◆ Requirement 1 ◆
According to the COVID-19 mortality study header, which journal published the study?
◆ Requirement 2 ◆
Extend the COVID-19 mortality study header past its last line.

◆ Excerpted text ◆
==*==

A Descriptive Study of Clinicoradiological and Serum Biomarker Profile in Patients Who Died due to COVID-19 Infection in a Tertiary Care Hospital

Saikat Banerjee, Amitava Pal, Priyanka Ghosh, S. Mukherjee, Supriya Sarkar

Keywords : COVID-19, Mortality, National Early Warning Score, Serum inflammatory markers

Citation Information : Banerjee S, Pal A, Ghosh P, Mukherjee S, Sarkar S. A Descriptive Study of Clinicoradiological and Serum Biomarker Profile in Patients Who Died due to COVID-19 Infection in a Tertiary Care Hospital. Bengal Physician Journal 2021; 8 (2):38-44.

DOI: 10.5005/jp-journals-10070-7052

License: CC BY-NC 4.0

Published Online: 19-09-2021

Copyright Statement:  Copyright © 2021; The Author(s).

==*==

◆ Data for analysis ◆

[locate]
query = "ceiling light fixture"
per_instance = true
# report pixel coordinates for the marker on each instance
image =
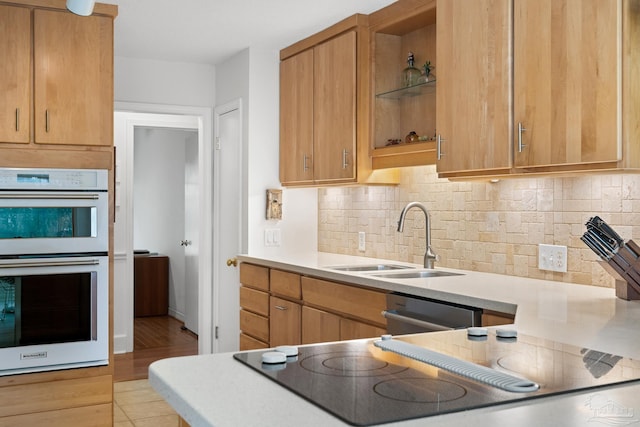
(81, 7)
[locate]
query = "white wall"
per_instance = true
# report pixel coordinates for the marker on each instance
(253, 75)
(162, 82)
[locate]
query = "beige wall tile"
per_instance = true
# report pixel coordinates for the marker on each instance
(483, 226)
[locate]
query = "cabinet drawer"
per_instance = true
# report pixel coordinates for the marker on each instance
(254, 301)
(55, 395)
(319, 326)
(250, 343)
(285, 284)
(284, 322)
(254, 276)
(361, 303)
(254, 325)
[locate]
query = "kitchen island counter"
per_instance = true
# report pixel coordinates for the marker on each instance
(216, 390)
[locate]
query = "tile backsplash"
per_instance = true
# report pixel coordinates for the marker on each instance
(482, 226)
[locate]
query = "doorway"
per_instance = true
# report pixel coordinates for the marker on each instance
(165, 213)
(135, 118)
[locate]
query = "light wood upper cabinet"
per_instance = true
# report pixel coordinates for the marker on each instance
(403, 27)
(569, 80)
(325, 97)
(73, 77)
(474, 86)
(566, 82)
(296, 119)
(318, 113)
(15, 73)
(334, 136)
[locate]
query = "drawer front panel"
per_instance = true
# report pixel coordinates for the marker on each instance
(285, 284)
(254, 325)
(254, 301)
(361, 303)
(254, 276)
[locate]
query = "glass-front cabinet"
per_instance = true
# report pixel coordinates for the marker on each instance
(404, 80)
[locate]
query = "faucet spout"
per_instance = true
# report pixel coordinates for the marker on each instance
(429, 257)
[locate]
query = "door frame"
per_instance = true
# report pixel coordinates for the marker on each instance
(218, 261)
(205, 171)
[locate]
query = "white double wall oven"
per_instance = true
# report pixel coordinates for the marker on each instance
(54, 269)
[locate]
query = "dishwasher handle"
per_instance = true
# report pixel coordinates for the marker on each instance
(421, 323)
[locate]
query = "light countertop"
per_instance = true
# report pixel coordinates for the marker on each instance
(215, 390)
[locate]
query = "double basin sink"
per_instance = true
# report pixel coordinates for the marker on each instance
(393, 271)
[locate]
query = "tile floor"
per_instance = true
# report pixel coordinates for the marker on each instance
(136, 404)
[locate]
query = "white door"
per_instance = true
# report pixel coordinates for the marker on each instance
(191, 240)
(226, 298)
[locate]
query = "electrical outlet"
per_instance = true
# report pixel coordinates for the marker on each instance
(272, 237)
(552, 258)
(361, 241)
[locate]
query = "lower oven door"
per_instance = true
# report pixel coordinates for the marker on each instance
(408, 314)
(54, 313)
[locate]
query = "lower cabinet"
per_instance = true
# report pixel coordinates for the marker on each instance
(319, 326)
(254, 307)
(285, 308)
(284, 322)
(322, 326)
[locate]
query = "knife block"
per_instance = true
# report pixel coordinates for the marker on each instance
(625, 269)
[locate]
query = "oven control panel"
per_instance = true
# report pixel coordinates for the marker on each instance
(53, 179)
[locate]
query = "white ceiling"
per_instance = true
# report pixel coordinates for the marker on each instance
(211, 31)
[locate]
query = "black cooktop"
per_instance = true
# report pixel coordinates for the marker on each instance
(364, 385)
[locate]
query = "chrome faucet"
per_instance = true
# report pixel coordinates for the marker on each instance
(429, 257)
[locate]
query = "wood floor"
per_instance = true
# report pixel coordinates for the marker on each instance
(155, 338)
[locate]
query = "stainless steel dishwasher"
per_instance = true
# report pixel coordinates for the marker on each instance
(409, 314)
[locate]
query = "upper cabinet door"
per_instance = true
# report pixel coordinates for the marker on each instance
(15, 73)
(566, 82)
(73, 77)
(334, 139)
(296, 119)
(473, 116)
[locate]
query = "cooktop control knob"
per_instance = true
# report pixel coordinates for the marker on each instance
(271, 357)
(288, 350)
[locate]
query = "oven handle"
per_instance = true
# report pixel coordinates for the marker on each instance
(53, 263)
(50, 196)
(427, 325)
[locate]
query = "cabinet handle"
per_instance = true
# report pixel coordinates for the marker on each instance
(520, 144)
(439, 141)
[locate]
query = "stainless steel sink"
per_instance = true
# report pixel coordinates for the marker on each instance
(417, 274)
(369, 267)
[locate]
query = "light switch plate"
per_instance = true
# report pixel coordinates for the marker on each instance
(361, 241)
(552, 258)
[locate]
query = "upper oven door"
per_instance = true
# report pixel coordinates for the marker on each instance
(53, 222)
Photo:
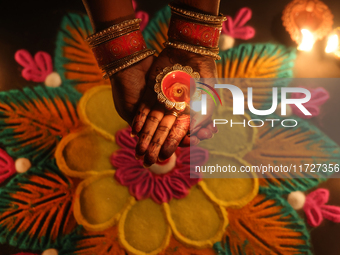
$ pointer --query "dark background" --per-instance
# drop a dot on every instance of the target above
(33, 25)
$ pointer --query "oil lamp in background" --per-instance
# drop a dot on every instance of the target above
(333, 43)
(307, 21)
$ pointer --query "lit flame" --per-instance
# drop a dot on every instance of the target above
(332, 43)
(307, 42)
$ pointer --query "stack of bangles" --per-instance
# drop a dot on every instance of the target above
(194, 32)
(119, 46)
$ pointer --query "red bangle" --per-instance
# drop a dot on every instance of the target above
(193, 33)
(119, 48)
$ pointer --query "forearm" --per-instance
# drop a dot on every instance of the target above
(105, 13)
(205, 6)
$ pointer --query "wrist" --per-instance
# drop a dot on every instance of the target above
(211, 7)
(195, 32)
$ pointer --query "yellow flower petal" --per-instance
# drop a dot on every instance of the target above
(226, 190)
(143, 229)
(100, 201)
(84, 154)
(196, 220)
(236, 140)
(97, 109)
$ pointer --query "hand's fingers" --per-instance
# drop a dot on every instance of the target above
(189, 140)
(198, 120)
(204, 133)
(211, 127)
(151, 156)
(143, 110)
(149, 128)
(177, 133)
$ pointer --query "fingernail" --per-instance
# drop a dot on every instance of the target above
(146, 165)
(195, 130)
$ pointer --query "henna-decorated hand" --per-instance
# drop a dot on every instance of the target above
(128, 87)
(160, 134)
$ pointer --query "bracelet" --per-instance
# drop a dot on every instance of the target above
(91, 40)
(193, 33)
(194, 49)
(114, 34)
(119, 46)
(210, 19)
(128, 62)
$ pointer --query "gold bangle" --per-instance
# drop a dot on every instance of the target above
(97, 41)
(128, 62)
(114, 28)
(120, 62)
(199, 16)
(173, 112)
(194, 49)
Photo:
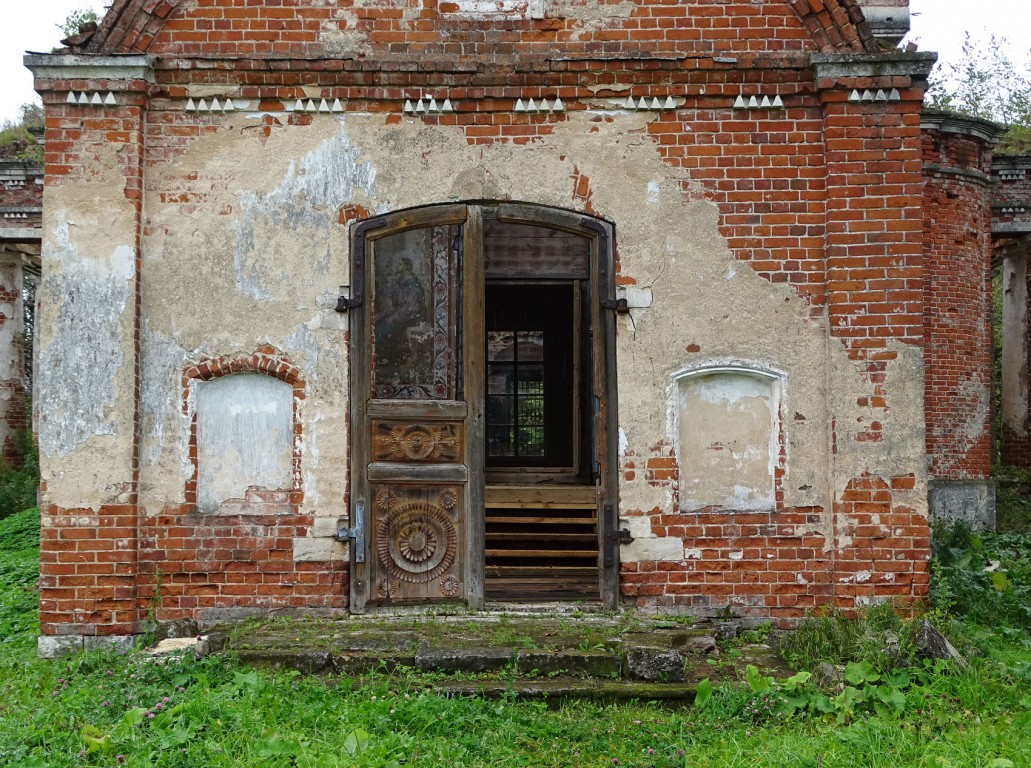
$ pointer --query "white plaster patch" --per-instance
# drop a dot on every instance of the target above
(244, 437)
(307, 197)
(667, 548)
(78, 366)
(639, 527)
(726, 446)
(653, 193)
(319, 549)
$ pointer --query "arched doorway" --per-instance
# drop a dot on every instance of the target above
(483, 391)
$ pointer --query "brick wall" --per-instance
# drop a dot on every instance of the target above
(958, 311)
(816, 182)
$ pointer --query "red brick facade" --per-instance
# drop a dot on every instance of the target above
(786, 117)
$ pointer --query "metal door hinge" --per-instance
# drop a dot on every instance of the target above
(621, 536)
(357, 532)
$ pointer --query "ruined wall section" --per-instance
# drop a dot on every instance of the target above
(89, 342)
(21, 229)
(1011, 246)
(957, 157)
(467, 30)
(766, 219)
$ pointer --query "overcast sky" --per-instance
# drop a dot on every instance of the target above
(937, 25)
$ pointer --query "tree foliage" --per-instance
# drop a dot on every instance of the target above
(77, 19)
(17, 137)
(988, 84)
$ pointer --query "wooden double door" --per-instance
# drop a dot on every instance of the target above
(483, 399)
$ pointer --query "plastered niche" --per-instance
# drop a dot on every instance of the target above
(727, 438)
(244, 437)
(86, 381)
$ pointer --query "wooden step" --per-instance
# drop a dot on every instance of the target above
(541, 554)
(532, 538)
(540, 521)
(540, 497)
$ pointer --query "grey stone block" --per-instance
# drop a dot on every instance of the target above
(654, 665)
(963, 501)
(461, 660)
(53, 646)
(586, 663)
(175, 628)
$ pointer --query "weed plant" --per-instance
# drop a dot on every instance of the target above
(19, 485)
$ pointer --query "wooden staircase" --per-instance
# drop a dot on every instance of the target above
(541, 542)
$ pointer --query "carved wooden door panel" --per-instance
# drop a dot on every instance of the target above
(417, 415)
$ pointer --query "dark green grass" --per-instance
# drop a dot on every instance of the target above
(106, 709)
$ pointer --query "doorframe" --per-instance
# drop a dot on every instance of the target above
(603, 377)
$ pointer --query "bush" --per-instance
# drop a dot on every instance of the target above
(875, 635)
(983, 578)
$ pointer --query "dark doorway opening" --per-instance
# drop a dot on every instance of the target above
(541, 529)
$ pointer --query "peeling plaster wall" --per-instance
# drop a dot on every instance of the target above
(86, 376)
(244, 437)
(264, 254)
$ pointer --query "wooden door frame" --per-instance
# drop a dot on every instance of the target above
(472, 288)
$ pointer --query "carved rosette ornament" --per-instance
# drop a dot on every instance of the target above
(417, 542)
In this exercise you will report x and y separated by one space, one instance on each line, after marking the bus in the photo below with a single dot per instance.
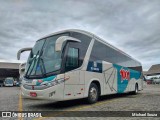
74 64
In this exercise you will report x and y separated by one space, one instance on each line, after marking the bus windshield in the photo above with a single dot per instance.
9 81
43 58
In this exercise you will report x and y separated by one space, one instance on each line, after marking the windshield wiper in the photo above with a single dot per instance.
43 71
31 65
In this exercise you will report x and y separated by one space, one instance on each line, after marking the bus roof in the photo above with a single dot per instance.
93 36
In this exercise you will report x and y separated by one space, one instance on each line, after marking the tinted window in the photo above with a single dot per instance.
83 46
72 59
102 52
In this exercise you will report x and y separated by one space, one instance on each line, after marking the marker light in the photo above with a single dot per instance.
33 94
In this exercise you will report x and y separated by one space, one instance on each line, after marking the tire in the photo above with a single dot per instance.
93 94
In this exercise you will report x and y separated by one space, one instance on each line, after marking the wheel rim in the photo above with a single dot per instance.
93 93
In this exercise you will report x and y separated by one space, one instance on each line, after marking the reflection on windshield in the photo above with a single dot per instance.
8 81
43 58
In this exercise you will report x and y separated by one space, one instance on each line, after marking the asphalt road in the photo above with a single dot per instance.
146 100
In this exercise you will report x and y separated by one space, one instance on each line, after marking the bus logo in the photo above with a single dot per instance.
125 74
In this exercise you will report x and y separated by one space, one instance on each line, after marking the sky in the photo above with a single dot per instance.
131 25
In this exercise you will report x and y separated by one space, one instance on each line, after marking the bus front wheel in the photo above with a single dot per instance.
93 93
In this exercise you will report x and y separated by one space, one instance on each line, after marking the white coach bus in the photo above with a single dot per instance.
75 64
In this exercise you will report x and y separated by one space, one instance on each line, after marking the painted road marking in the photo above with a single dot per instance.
20 105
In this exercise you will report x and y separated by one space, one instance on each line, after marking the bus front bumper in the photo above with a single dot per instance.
52 93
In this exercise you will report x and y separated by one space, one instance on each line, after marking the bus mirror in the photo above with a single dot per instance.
22 50
62 39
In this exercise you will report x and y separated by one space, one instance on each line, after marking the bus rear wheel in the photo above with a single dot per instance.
93 93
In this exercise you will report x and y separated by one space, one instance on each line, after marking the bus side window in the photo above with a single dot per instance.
72 61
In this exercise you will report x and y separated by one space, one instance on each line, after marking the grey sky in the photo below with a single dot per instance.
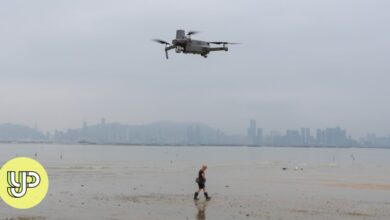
302 63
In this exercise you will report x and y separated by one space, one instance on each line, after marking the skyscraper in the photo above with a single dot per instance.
252 132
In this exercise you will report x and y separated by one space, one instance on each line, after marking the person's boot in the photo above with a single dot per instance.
196 196
207 196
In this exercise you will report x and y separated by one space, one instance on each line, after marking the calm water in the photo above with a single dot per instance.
107 153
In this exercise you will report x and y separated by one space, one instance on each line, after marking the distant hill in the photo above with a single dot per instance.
12 132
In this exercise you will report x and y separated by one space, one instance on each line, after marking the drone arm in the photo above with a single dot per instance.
168 48
218 48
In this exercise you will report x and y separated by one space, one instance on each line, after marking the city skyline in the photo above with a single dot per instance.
296 67
192 133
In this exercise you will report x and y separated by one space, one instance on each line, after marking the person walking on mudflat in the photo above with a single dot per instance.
201 180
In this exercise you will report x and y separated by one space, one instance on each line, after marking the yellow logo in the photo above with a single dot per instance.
23 183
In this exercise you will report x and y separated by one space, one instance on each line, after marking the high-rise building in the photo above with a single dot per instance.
252 132
259 139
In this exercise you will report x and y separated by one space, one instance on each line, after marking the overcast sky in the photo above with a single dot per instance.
303 63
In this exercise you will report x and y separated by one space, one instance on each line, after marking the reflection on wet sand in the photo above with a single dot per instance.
201 207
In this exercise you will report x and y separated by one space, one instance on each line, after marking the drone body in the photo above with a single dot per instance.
184 44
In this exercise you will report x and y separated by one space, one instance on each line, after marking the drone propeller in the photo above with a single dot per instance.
192 33
161 41
221 42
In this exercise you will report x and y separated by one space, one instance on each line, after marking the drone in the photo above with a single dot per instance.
184 44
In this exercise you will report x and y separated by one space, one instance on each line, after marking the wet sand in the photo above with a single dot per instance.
239 190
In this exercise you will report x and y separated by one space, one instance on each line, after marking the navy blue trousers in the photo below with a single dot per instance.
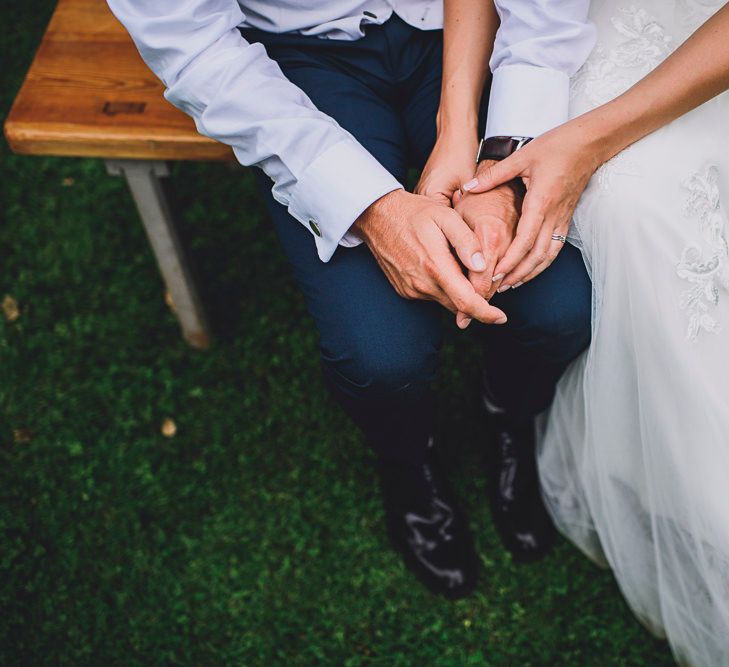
379 351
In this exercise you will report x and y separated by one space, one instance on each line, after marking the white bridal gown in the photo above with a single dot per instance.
634 453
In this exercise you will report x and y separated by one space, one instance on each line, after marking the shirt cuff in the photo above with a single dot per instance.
527 101
335 188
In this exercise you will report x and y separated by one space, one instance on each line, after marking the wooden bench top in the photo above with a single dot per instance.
88 93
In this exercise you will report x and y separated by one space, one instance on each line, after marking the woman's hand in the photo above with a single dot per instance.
555 168
452 162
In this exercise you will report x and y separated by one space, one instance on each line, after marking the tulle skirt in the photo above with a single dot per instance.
634 453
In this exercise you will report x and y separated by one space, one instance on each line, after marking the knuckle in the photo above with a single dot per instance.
419 286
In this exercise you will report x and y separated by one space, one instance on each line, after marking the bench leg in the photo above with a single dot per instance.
142 177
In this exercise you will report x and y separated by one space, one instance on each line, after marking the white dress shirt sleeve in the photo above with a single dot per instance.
237 95
540 44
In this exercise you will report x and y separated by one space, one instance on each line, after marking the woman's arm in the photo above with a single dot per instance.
469 29
557 166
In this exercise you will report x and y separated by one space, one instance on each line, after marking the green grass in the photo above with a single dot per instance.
255 535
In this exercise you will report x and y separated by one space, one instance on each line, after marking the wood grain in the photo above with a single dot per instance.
88 93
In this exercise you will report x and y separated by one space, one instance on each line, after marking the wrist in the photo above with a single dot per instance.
514 188
606 131
363 225
453 122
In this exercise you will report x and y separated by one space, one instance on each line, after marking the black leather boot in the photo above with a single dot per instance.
427 527
516 500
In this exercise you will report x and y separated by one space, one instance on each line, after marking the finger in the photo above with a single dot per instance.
555 249
496 174
460 291
462 320
481 280
536 256
527 232
463 239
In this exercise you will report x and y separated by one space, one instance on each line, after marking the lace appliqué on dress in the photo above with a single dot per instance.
705 267
621 164
610 72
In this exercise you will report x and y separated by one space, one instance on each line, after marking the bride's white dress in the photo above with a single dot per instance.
634 453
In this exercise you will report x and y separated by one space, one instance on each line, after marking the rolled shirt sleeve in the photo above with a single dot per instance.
237 95
540 44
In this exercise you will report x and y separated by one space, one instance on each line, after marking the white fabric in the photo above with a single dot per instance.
634 453
239 96
539 45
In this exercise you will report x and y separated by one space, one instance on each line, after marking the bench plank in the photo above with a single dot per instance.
89 94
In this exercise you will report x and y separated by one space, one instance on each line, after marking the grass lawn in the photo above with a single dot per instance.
254 535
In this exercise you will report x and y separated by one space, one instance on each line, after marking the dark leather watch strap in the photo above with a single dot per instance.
498 148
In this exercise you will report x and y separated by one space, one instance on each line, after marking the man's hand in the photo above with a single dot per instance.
555 169
493 217
411 237
451 163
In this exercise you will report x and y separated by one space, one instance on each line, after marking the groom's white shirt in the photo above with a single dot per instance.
239 96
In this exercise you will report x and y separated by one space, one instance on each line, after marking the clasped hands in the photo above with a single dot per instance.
462 236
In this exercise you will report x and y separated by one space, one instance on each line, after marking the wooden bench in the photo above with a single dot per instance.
89 94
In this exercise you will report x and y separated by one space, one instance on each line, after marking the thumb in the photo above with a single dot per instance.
494 175
463 240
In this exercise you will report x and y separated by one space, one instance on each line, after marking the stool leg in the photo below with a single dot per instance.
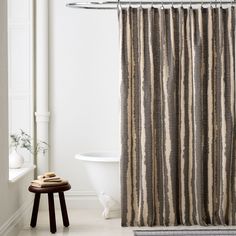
52 218
63 209
35 210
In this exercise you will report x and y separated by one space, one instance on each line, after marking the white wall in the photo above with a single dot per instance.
14 197
84 88
20 67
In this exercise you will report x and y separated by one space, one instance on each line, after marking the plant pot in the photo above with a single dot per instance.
15 160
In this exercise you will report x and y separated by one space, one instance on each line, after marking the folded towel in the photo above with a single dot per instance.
49 174
40 184
49 179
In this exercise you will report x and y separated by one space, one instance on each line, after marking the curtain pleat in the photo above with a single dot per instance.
178 116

==*==

◆ Written reply 1 ◆
Bengal Physician Journal

◆ Written reply 2 ◆
Background: The coronavirus infectious disease-2019 (COVID-19) infectivity and death rates are steadily falling as we reach the declining phase of the second wave. However, there is still no surety as to when we will be finally free from the pandemic and mortality will always remain the most important factor of concern. Materials and methods: One hundred patients who died due to COVID-19 were sampled using systematic random sampling from our hospital, and demographic, clinical, blood, and radiological investigations data were collected retrospectively. An analysis of these parameters was then done using descriptive statistical methods to point out potential risk factors for mortality, which may help in formulating future hypotheses. Results: The mean age was 68.3 years, and 69% were more than 65 years of age. Sixty-one percent were males, suggesting a male preponderance. Diabetes and hypertension were the most common comorbidities. Oxygen saturation <90%, respiratory rate >24/minute, heart rate >90/minute, impaired level of consciousness, National Early Warning Score (NEWS) >12 seem to be important mortality predictors. Neutrophil/lymphocyte ratio of more than 5.2, lymphopenia, low platelet counts, low serum albumin, electrolyte disturbances, high creatinine levels, and high serum inflammatory biomarker levels all appear to contribute to mortality in COVID-19 patients. Conclusions: More studies need to be performed to test for the variety of hypotheses proposed in this study. Early identification of these mortality indicators may help us reduce mortality in such cases by timely and appropriate intervention.